_Data listing_
▶

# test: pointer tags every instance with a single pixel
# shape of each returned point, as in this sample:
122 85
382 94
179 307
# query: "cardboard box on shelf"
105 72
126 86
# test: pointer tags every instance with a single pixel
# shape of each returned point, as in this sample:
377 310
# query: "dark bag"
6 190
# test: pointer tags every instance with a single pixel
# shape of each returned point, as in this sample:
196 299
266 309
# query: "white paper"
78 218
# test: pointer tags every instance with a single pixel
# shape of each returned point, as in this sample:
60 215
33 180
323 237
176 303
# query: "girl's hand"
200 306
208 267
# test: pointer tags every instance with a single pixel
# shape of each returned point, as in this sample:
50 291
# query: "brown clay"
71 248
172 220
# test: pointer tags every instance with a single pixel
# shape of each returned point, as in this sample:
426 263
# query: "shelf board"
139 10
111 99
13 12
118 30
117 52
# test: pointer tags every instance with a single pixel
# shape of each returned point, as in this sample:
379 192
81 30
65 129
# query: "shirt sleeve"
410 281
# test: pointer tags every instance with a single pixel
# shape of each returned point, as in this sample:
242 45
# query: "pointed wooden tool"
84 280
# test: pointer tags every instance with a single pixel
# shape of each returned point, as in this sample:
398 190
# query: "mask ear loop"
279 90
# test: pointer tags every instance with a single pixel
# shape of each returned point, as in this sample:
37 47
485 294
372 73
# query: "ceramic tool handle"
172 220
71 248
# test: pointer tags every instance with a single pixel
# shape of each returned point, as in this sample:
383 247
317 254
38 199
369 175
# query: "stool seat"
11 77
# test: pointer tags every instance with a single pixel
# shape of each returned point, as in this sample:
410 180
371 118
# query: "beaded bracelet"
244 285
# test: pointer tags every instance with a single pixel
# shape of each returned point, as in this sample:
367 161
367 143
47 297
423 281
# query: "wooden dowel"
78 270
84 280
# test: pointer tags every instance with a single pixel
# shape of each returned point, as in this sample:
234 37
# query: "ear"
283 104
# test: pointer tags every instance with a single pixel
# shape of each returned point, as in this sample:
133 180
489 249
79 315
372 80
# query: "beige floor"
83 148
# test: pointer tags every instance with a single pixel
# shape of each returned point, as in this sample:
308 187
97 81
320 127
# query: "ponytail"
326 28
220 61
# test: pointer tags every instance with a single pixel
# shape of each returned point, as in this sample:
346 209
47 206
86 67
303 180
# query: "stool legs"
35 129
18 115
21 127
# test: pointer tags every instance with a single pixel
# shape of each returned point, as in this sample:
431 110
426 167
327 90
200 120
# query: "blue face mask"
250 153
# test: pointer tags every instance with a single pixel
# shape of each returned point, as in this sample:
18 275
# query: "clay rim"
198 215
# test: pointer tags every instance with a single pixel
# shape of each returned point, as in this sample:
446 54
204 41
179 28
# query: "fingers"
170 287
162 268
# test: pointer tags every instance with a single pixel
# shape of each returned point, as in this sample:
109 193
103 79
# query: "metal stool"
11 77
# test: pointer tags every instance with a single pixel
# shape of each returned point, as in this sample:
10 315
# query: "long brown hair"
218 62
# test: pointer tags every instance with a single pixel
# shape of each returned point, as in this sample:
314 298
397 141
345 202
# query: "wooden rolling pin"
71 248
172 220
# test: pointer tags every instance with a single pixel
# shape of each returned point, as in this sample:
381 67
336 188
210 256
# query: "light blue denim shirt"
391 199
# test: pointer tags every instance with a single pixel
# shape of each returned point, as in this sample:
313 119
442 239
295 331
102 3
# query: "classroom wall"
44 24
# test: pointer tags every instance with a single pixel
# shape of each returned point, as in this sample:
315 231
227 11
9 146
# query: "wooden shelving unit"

◀

_WORK TO DO_
Please count the lines in the listing above that contain the string "shelf", matching case exactly, and reply with the number alone.

_EXERCISE ANSWER_
2